• **Source records**
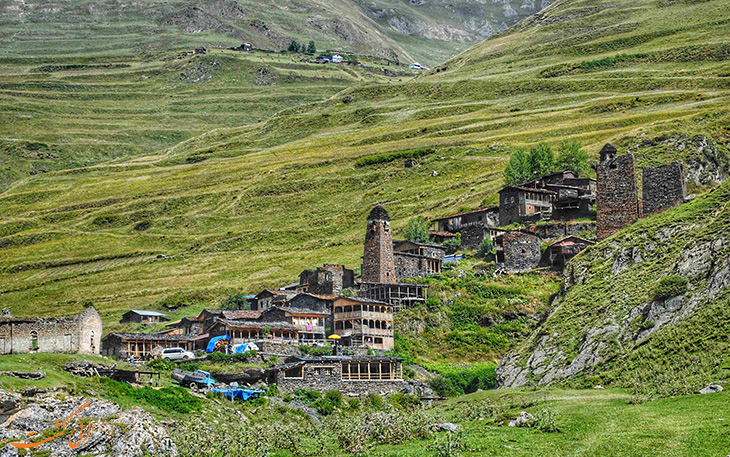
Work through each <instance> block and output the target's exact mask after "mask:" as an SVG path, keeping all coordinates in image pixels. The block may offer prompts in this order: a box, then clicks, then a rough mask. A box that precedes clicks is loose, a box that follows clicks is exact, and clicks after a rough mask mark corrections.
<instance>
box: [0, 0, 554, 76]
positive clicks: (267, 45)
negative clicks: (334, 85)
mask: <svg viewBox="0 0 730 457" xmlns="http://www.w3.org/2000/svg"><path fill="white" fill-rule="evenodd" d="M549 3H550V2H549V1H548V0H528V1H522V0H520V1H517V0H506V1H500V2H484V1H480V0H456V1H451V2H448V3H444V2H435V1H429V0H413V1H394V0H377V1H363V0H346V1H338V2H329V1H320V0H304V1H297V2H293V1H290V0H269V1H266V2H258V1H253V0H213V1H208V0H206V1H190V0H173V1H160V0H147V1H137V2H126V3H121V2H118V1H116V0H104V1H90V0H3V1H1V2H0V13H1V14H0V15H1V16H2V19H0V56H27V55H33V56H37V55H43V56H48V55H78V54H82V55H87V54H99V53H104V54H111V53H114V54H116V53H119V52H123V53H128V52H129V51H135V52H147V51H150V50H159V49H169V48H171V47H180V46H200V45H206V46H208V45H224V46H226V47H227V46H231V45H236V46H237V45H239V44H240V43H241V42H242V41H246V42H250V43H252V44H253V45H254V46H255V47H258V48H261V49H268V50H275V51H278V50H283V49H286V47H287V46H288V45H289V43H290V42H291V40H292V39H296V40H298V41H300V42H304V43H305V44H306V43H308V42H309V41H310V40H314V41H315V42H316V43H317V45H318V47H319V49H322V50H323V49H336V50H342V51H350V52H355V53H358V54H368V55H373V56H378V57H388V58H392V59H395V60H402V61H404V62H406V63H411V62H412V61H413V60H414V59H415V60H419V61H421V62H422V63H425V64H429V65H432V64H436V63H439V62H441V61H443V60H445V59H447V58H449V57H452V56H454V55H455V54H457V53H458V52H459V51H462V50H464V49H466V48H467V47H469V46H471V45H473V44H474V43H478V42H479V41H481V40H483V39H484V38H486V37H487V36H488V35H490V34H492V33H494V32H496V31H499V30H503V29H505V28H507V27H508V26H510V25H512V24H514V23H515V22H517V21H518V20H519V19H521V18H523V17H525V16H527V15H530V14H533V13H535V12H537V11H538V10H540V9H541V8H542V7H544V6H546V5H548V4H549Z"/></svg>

• **Exercise instructions**
Print the data above exactly, from its first line to the line bearing "positive clicks: (267, 45)" inclusive, and keep pictures out of the result.

• **Written response**
Work through each <instance> block and output the target's exact mask after "mask:" as an SVG path, keeping all coordinates in image pixels. The block may offer prompts in this order: a box, then clicks, then a rough mask. A box that precedes clicks is loose, a box that follows clicks is exact, and clicks after a rough mask mark corrections.
<instance>
box: [0, 0, 554, 76]
positive clicks: (267, 45)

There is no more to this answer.